= Requirement =
An exact transcription of all the entries is needed; pictures stay out.

= Dataset excerpts =
Segment Open
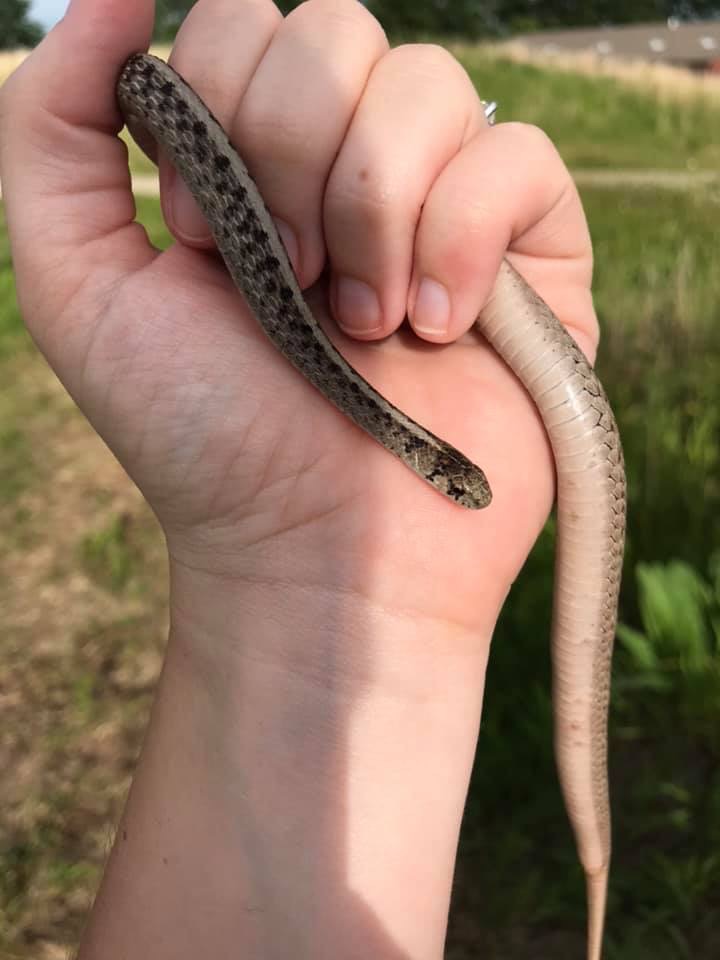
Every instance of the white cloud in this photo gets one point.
(47, 12)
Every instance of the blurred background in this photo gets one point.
(629, 90)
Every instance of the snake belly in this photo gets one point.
(534, 344)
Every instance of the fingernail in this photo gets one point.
(357, 307)
(287, 235)
(432, 309)
(188, 217)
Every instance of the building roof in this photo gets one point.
(690, 44)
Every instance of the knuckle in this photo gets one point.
(337, 15)
(532, 139)
(426, 61)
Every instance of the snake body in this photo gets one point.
(535, 345)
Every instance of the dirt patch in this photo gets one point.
(83, 603)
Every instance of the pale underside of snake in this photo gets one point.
(536, 347)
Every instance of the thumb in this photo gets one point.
(64, 172)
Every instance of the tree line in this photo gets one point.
(471, 19)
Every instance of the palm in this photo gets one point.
(219, 431)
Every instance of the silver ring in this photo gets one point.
(490, 108)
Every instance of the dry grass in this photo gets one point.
(667, 83)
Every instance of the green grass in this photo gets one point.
(658, 297)
(599, 121)
(106, 555)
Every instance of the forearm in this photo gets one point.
(301, 785)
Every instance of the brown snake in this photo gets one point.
(535, 345)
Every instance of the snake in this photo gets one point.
(522, 329)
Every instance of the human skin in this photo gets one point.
(303, 778)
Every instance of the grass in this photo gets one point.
(600, 121)
(82, 640)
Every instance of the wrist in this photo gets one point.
(317, 750)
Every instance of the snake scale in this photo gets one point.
(535, 345)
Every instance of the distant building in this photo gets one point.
(695, 46)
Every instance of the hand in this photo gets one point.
(379, 164)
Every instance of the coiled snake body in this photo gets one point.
(535, 345)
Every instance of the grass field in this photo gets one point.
(82, 595)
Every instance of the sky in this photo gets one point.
(47, 12)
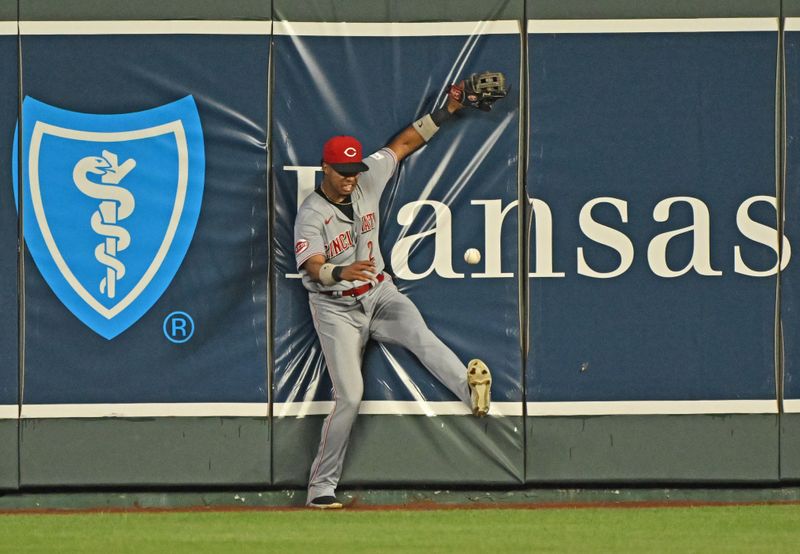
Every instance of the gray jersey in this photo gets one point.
(322, 229)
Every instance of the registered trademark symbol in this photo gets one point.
(178, 327)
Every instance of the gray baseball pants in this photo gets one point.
(344, 326)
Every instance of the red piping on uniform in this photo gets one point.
(299, 264)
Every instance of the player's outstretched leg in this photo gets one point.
(398, 321)
(479, 379)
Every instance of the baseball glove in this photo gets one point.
(480, 90)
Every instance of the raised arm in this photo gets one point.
(479, 91)
(418, 133)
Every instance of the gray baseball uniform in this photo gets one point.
(345, 323)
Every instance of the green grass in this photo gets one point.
(771, 529)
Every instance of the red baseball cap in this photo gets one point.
(344, 154)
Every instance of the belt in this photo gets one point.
(355, 291)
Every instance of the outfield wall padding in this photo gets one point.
(625, 197)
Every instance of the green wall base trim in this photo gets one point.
(9, 469)
(411, 498)
(407, 450)
(406, 11)
(653, 448)
(116, 10)
(145, 452)
(790, 446)
(647, 9)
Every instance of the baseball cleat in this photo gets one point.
(479, 379)
(325, 503)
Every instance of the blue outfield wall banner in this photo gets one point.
(457, 192)
(9, 344)
(145, 202)
(654, 244)
(790, 281)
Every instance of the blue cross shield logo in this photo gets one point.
(110, 204)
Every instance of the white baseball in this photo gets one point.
(472, 256)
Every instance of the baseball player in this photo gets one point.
(352, 298)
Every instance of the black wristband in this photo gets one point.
(440, 116)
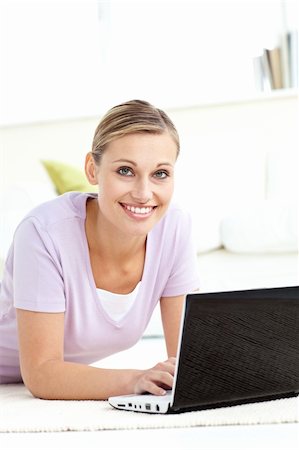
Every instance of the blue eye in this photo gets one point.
(125, 172)
(161, 174)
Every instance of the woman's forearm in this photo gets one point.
(61, 380)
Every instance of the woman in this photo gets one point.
(86, 271)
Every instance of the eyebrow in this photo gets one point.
(134, 164)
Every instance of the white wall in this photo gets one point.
(226, 153)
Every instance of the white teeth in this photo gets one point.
(136, 210)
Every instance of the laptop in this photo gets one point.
(234, 348)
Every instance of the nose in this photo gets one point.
(142, 192)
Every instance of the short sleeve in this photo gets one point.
(37, 278)
(184, 272)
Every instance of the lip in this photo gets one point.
(138, 216)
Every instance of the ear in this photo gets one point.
(90, 169)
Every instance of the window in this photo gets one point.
(66, 58)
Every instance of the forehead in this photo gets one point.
(141, 145)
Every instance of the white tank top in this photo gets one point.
(117, 305)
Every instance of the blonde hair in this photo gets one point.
(135, 116)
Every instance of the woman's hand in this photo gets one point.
(156, 379)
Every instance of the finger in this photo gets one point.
(152, 388)
(165, 367)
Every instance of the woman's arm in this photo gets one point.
(48, 376)
(171, 311)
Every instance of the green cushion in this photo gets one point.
(67, 178)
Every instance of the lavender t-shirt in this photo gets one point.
(48, 270)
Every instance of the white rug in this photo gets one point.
(21, 412)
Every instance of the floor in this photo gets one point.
(264, 437)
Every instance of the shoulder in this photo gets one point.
(53, 214)
(176, 221)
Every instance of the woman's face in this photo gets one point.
(136, 181)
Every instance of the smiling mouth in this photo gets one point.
(141, 211)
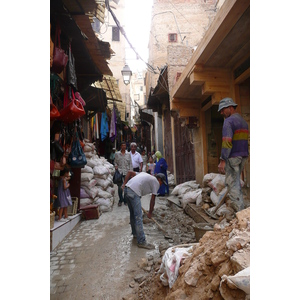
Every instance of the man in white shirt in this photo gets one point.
(135, 186)
(136, 158)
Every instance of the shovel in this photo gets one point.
(213, 213)
(159, 227)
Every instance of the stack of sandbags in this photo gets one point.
(97, 186)
(215, 188)
(188, 192)
(171, 179)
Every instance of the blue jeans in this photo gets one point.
(136, 214)
(120, 193)
(233, 169)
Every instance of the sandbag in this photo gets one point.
(102, 201)
(184, 187)
(170, 264)
(208, 178)
(86, 176)
(103, 194)
(88, 147)
(92, 192)
(100, 170)
(83, 193)
(217, 184)
(104, 183)
(215, 199)
(92, 162)
(85, 202)
(87, 169)
(190, 197)
(89, 184)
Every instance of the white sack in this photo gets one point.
(170, 264)
(103, 194)
(89, 184)
(102, 201)
(190, 197)
(87, 169)
(86, 177)
(104, 183)
(92, 192)
(100, 170)
(217, 184)
(85, 202)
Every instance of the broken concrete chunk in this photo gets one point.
(192, 275)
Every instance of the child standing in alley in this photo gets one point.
(150, 166)
(64, 194)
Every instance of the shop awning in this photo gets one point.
(110, 86)
(160, 94)
(90, 53)
(95, 99)
(146, 117)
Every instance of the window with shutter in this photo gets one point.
(172, 37)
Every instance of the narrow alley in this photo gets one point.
(99, 258)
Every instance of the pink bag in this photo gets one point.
(79, 98)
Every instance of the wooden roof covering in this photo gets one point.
(224, 48)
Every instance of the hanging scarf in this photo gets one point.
(104, 126)
(113, 126)
(158, 155)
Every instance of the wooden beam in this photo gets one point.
(200, 75)
(215, 99)
(186, 108)
(242, 77)
(212, 87)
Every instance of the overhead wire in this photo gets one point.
(150, 68)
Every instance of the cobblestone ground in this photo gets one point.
(97, 259)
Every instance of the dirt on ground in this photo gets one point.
(222, 252)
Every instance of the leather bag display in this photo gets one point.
(72, 110)
(54, 112)
(60, 58)
(77, 157)
(71, 73)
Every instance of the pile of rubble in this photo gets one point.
(207, 196)
(217, 267)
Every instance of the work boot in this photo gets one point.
(146, 246)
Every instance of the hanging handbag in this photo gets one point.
(54, 112)
(60, 58)
(70, 70)
(72, 110)
(77, 157)
(79, 98)
(56, 151)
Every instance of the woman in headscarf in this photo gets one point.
(161, 167)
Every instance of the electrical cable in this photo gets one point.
(150, 68)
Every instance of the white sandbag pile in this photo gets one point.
(188, 192)
(171, 179)
(207, 196)
(97, 186)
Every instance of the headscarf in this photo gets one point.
(158, 155)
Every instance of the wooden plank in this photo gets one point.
(186, 108)
(212, 87)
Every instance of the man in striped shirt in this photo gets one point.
(234, 151)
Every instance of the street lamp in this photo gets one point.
(126, 73)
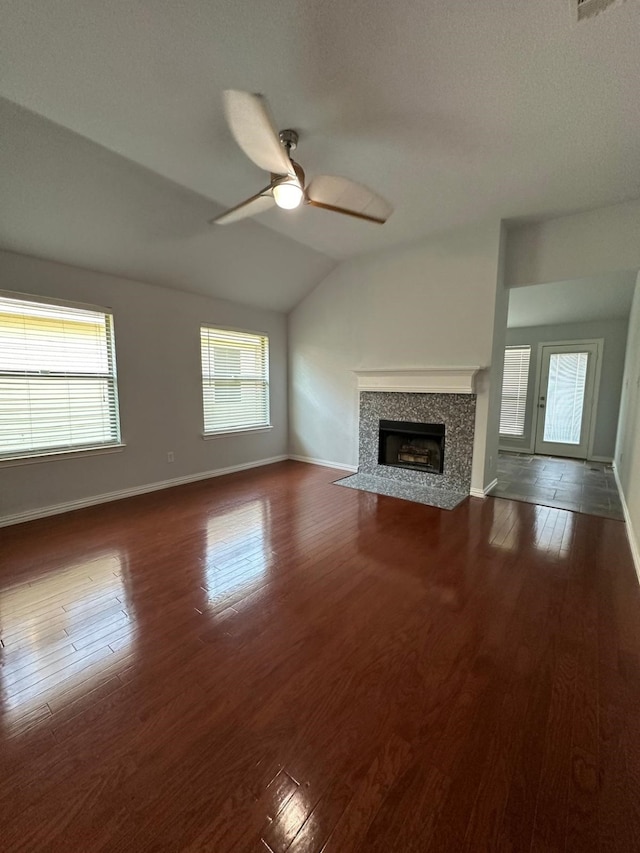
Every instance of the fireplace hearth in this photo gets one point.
(410, 445)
Segment Closed
= Exercise answer =
Every instance of the white cloud in this photo gets one point.
(47, 12)
Every instance of the blurred background in this photo gets one point.
(629, 90)
Every instance of the snake belly in this photo gets one point.
(534, 344)
Every instance of the fingernail in this photo gets one point.
(357, 307)
(287, 235)
(432, 309)
(188, 217)
Every instance of the building roof in this photo gets one point.
(690, 44)
Every instance of the knuckle in this photo gets one point.
(337, 15)
(532, 139)
(426, 61)
Every instance of the snake body in this photo gets one point.
(535, 345)
Every instance of the dirt patch in this photo gets one point.
(83, 603)
Every instance of the pale underside of snake in this photo gets one point.
(536, 347)
Every instance of the thumb in this photo gets one point.
(64, 172)
Every instance of the tree line in this photo gets one point.
(471, 19)
Every instance of the palm in this photo gets one point.
(219, 431)
Every instance of the silver ring in this photo gets one point.
(490, 108)
Every instance of the dry grass in this photo gets one point.
(667, 83)
Every instance of the green grass in this photo gets one point.
(658, 297)
(599, 121)
(106, 555)
Every instance of the forearm in this photo gets one point.
(301, 785)
Every instance of the brown snake in this photo gets one point.
(535, 345)
Every instance of the snake in this photo gets one point.
(522, 329)
Every instance of the human skin in this photo gets one point.
(303, 778)
Every instance of the grass in this photo gets one point.
(600, 121)
(82, 640)
Every instance of the wrist in this photo gets one point.
(317, 750)
Every instance of the snake scale in this photo gets one point.
(535, 345)
Every instance of the distant building in this photo gets one point.
(695, 46)
Every instance of the hand in this photo gets one point.
(379, 164)
Every instance of the coiled snake body in this photo gets one point.
(535, 345)
Every instance of the grass field in this photo gets one point.
(82, 595)
Every instance of the sky in this photo gets one point.
(47, 12)
Every instance of the gray jersey in this photo gets one point.
(322, 229)
Every instance of the registered trademark symbol in this photo gets one point.
(178, 327)
Every instance of the gray baseball pants in this photo gets one point.
(344, 326)
Every instance of the red piping on uniform in this photo gets one point.
(299, 264)
Every instance of the player's outstretched leg in this photo gets one point.
(398, 321)
(479, 379)
Every instance of the baseball glove in this photo gets one point.
(480, 90)
Every instance of the raised arm in this photo gets one point.
(479, 91)
(418, 133)
Every instance of the gray baseball uniform in this photo gets one point.
(345, 323)
Every instance of the green grass in this photo gets one point.
(771, 529)
Every instance of the red baseball cap in this photo gets one point.
(344, 154)
Every instance of the belt in this photo gets one point.
(355, 291)
Every instance of the outfield wall padding in this photo gets one point.
(625, 197)
Every instance of the green wall base trim in this photo gets one point.
(9, 469)
(411, 498)
(407, 450)
(406, 11)
(653, 448)
(116, 10)
(145, 452)
(790, 446)
(647, 9)
Every instance of the baseball cleat in this photo gets one point.
(479, 379)
(325, 503)
Every instance of the blue outfield wall banner in this photo gets one point.
(457, 192)
(9, 344)
(145, 202)
(654, 244)
(790, 281)
Every instance of the blue cross shield logo in this photo gets one point.
(110, 204)
Every instance of the white baseball in this photo gets one point.
(472, 256)
Every instance of the baseball player in this photo gets one point.
(352, 298)
Every instance of the black wristband in this photo gets one point.
(440, 116)
Every instance of the blue eye in this photo gets one point.
(125, 172)
(161, 174)
Every instance of the woman's forearm in this photo gets one point.
(61, 380)
Every instance of the woman in this photo gets one point.
(86, 271)
Every instance of the eyebrow in this photo gets one point.
(134, 164)
Every instance of the white wall in this photo gets one point.
(226, 153)
Every instance of the white teeth in this photo gets one point.
(136, 210)
Every instance of the laptop in this photo gets one point.
(234, 348)
Every instance of the nose in this photo gets one point.
(142, 192)
Every instance of the short sleeve in this photo gets one point.
(37, 278)
(184, 272)
Every instance of the lip in this photo gets one point.
(138, 216)
Every instance of the ear in this photo gets one point.
(90, 169)
Every instance of the window in this photo gets one point.
(66, 58)
Every instance of the forehead in this photo gets one point.
(141, 145)
Every instance of the white tank top in this photo gets one point.
(117, 305)
Every instance of the blonde hair in this photo gets one point.
(135, 116)
Every instance of the woman's hand in this photo gets one point.
(156, 379)
Every instance of the finger in this photo gets one point.
(152, 388)
(165, 367)
Every instance of the woman's arm in this photo gets one point.
(48, 376)
(171, 311)
Every instance of the green cushion in this photo gets one point.
(67, 178)
Every instance of the lavender t-shirt in this photo gets one point.
(48, 270)
Every instance of the white rug in this photo gets one point.
(21, 412)
Every instance of the floor in this photo gets one point.
(264, 437)
Every instance of the shoulder in this photo gets one point.
(53, 214)
(176, 221)
Every instance of the woman's face in this photo gets one point.
(136, 181)
Every instance of the smiling mouth in this photo gets one point.
(141, 211)
Every instance of the man in white shirt in this photo gets one point.
(135, 186)
(136, 158)
Every instance of the shovel in this photo gets one point.
(213, 213)
(159, 227)
Every instance of the stack of sandbags in this photo gets one point.
(97, 186)
(215, 188)
(188, 192)
(171, 179)
Every instance of the blue jeans in this photo gets one point.
(136, 214)
(120, 193)
(233, 169)
Every instance of the sandbag in this photo gets one point.
(102, 201)
(184, 187)
(170, 264)
(208, 178)
(86, 176)
(103, 194)
(88, 147)
(92, 192)
(100, 170)
(83, 193)
(217, 184)
(104, 183)
(215, 199)
(92, 162)
(85, 202)
(87, 169)
(190, 197)
(89, 184)
Every instance of the white sack in this photo gets one point.
(170, 264)
(103, 194)
(89, 184)
(102, 201)
(190, 197)
(87, 169)
(86, 177)
(104, 183)
(92, 192)
(100, 170)
(217, 184)
(85, 202)
Every instance of the broken concrete chunk in this photo gets one point.
(192, 275)
Every instance of the child standing in alley in this photo gets one point.
(150, 166)
(64, 194)
Every instance of the shop awning in this photo gets one point.
(110, 86)
(160, 94)
(90, 53)
(95, 99)
(146, 117)
Every instance of the window with shutter in this photo gets one point.
(172, 37)
Every instance of the narrow alley in this photo gets one point.
(99, 258)
Every instance of the pink bag in this photo gets one point.
(79, 98)
Every instance of the wooden roof covering in this photo gets one point.
(224, 48)
Every instance of the hanging scarf in this photo gets one point.
(104, 126)
(113, 126)
(158, 155)
Every instance of the wooden beam in this photo gets one point.
(200, 75)
(215, 99)
(186, 108)
(242, 77)
(212, 87)
Every instance of the overhead wire in this photo gets one point.
(150, 68)
Every instance of the cobblestone ground in this photo gets one point.
(97, 259)
Every instance of the dirt on ground in this photo gets one point.
(222, 252)
Every instance of the leather bag display in this photo gets one point.
(72, 110)
(54, 112)
(60, 58)
(77, 157)
(71, 73)
Every instance of the pile of rubble in this photo gets one point.
(207, 196)
(217, 267)
Every instance of the work boot in this photo gets one point.
(146, 246)
Every instance of the hanging handbag in this photo gets one point.
(54, 112)
(60, 58)
(70, 70)
(72, 110)
(77, 157)
(79, 98)
(56, 151)
Every instance of the woman in headscarf in this photo gets one point.
(161, 167)
Every instance of the electrical cable in this photo gets one point.
(150, 68)
Every instance of the white sandbag pile in this photo gets one point.
(188, 192)
(171, 179)
(207, 196)
(97, 186)
Every instance of the headscarf in this photo gets one point.
(158, 155)
Every instance of the wooden plank in this photo gets one point.
(186, 108)
(212, 87)
Every instance of the man in striped shirt in this photo gets one point.
(234, 151)
Every instance of the street lamp in this photo gets one point.
(126, 73)
Every instance of the fireplace hearth in this photo gets one point.
(410, 445)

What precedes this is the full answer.